- TASKS AND EXERCISES -
a – For each statement, say yes or no according to the drone navigation project description, and quote the words that settle it. (i) Training is often done in a simulator before a real drone is used. (ii) The project must use reinforcement learning rather than supervised learning. (iii) CNNs are named as the models for movement decision-making.
b – Which simulators does the drone navigation project description name as examples?

Project Title:Autonomous Drone Navigation Using Machine Learning

Objective:

To develop a machine learning-based system that enables a drone to navigate through environments autonomously, avoiding obstacles and reaching target destinations safely.

Summary:

This project focuses on teaching a drone how to fly by itself using machine learning techniques. The idea is to make the drone understand its surroundings and make decisions—like turning, moving forward, or stopping—based on data from sensors or cameras.

The project can use supervised learning (for object detection and path following) or reinforcement learning (where the drone learns through trial and error). A simulator (like AirSim or Gazebo) is often used for training before deploying to a real drone to avoid crashes.

Key tasks include path planning, obstacle detection, and decision-making. Deep learning models like CNNs can be used for image processing, while RL algorithms like Deep Q-Learning or PPO help in movement decision-making.

(Saved entries)
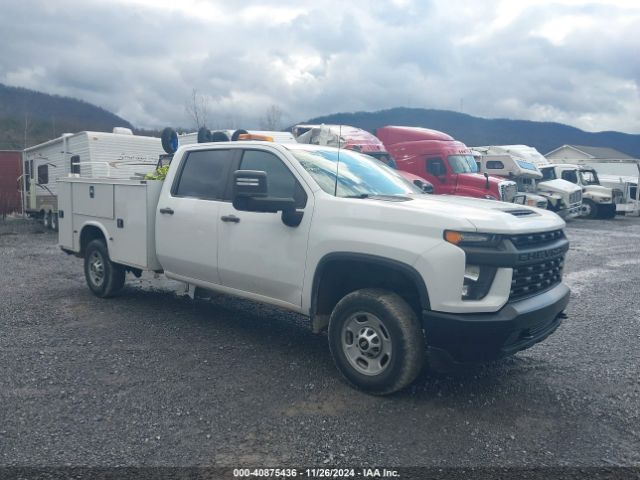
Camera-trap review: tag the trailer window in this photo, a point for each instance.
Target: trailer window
(548, 174)
(75, 164)
(495, 165)
(43, 174)
(570, 176)
(280, 181)
(203, 174)
(463, 164)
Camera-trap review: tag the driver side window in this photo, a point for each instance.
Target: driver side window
(435, 167)
(281, 183)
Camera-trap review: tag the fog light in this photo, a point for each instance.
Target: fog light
(477, 281)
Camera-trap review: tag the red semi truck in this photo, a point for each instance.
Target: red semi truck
(445, 162)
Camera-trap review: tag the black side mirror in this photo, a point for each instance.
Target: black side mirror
(426, 187)
(250, 194)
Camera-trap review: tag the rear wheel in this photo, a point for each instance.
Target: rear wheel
(103, 277)
(376, 341)
(54, 222)
(589, 208)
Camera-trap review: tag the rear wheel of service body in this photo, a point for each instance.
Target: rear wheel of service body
(376, 341)
(103, 277)
(589, 208)
(54, 222)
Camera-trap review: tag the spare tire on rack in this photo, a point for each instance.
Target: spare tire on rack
(236, 134)
(169, 139)
(204, 135)
(219, 137)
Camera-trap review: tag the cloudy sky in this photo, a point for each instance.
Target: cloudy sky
(573, 62)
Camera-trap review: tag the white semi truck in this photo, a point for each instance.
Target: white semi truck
(521, 163)
(394, 275)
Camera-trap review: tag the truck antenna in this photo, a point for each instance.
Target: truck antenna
(335, 190)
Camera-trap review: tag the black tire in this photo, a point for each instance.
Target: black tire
(46, 220)
(169, 139)
(236, 134)
(204, 135)
(398, 327)
(219, 137)
(590, 208)
(112, 276)
(54, 222)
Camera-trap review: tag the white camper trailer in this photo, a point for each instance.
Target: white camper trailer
(85, 154)
(522, 164)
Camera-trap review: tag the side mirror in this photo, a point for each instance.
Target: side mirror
(426, 187)
(250, 194)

- RESPONSES BY TASK -
a –
(i) Yes: "A simulator (like AirSim or Gazebo) is often used for training before deploying to a real drone to avoid crashes."
(ii) No: "The project can use supervised learning (for object detection and path following) or reinforcement learning (where the drone learns through trial and error)."
(iii) No: "Deep learning models like CNNs can be used for image processing, while RL algorithms like Deep Q-Learning or PPO help in movement decision-making."

b – AirSim and Gazebo.